Challenge:
Starting at the line that contains "Each instance of the book gets" and ending at the final line of the items below, arrange those lines as a JSON list of strings, one string per line. Leave out any blank lines.

Data for this task:
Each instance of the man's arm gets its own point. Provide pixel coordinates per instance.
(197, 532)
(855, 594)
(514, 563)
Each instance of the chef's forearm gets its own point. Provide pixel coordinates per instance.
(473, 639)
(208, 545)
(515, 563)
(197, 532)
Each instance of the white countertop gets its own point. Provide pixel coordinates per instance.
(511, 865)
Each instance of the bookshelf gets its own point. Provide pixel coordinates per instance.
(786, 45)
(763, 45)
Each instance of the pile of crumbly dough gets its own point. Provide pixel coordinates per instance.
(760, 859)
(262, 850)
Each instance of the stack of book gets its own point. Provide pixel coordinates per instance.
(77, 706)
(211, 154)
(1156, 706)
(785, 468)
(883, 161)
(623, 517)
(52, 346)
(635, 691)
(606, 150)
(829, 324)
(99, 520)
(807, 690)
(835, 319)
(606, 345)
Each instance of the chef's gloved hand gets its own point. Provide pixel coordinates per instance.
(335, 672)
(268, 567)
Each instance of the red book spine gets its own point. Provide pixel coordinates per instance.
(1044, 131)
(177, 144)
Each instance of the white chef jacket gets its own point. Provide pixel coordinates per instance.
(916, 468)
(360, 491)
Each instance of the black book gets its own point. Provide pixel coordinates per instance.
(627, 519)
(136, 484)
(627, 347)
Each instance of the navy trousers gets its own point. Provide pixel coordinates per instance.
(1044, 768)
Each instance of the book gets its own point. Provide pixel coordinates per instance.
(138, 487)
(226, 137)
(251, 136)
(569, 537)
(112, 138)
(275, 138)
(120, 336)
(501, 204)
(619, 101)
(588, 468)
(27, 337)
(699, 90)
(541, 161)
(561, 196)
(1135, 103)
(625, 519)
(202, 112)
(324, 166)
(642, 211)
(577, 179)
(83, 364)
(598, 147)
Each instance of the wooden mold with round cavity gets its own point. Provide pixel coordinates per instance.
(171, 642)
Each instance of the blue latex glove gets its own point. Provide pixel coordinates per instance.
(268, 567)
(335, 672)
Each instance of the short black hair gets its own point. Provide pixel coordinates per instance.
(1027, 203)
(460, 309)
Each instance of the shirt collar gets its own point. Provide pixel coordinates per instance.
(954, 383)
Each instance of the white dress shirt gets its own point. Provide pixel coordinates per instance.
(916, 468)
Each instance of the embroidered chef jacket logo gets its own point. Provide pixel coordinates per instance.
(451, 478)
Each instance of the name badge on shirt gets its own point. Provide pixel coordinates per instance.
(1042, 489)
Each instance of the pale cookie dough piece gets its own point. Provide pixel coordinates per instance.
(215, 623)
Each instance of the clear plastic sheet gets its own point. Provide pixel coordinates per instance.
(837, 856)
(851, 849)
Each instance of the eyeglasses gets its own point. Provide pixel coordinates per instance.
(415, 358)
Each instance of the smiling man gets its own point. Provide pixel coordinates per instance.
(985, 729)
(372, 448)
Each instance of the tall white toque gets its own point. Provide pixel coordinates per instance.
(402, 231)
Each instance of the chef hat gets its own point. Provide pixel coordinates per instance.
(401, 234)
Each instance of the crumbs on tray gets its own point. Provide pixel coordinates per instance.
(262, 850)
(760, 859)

Worked solution:
[
  "Each instance of the book gets its own point. Provide pixel coordinates per instance.",
  "(138, 487)",
  "(226, 137)",
  "(251, 136)",
  "(569, 537)",
  "(112, 138)",
  "(275, 138)",
  "(120, 336)",
  "(501, 204)",
  "(619, 101)",
  "(588, 468)",
  "(27, 337)",
  "(699, 90)",
  "(541, 161)",
  "(561, 196)",
  "(1135, 103)",
  "(625, 519)",
  "(202, 112)",
  "(324, 166)",
  "(642, 211)",
  "(577, 179)",
  "(83, 364)",
  "(598, 147)",
  "Each instance of the wooden mold with round cavity gets its own point. Provide pixel coordinates per instance.",
  "(171, 642)",
  "Each instance of the blue latex glove gets its own point. Provide pixel coordinates per instance.",
  "(268, 567)",
  "(335, 672)",
  "Each instance of the short black hair gets its own point. Provide pixel coordinates per instance.",
  "(1027, 203)",
  "(460, 309)",
  "Each instance of the shirt collar gets its own point. Provide pixel coordinates per instance.",
  "(954, 383)",
  "Each instance of the white dress shirt gets its own point. Provide pixel coordinates per instance.",
  "(916, 468)",
  "Each instance of the embroidered chef jacket logo gets its own point. Provide pixel coordinates per instance.",
  "(451, 478)",
  "Each instance of the name badge on shirt gets its own point. Provide pixel coordinates per instance.",
  "(1042, 489)",
  "Each instance of the pale cookie dough piece gets its own point. Provide pixel coordinates per instance.",
  "(215, 623)",
  "Each instance of the clear plastic sheet gets its own point. Provide pixel coordinates per instance.",
  "(837, 856)",
  "(851, 849)",
  "Each instance of the eyeglasses gets its own point. Provide pixel coordinates per instance.",
  "(415, 358)",
  "Each instance of the smiling man gets its own point. Provide pixel coordinates per instance.",
  "(985, 729)",
  "(372, 448)",
  "Each instance of the tall white toque gets its own point. Provide pixel coordinates per instance.",
  "(402, 231)",
  "Each instance of the chef hat gets its own point. Provide pixel coordinates per instance.",
  "(401, 234)",
  "Each instance of the crumbs on tray gets its own point. Provide pixel coordinates per instance.",
  "(262, 850)",
  "(760, 859)"
]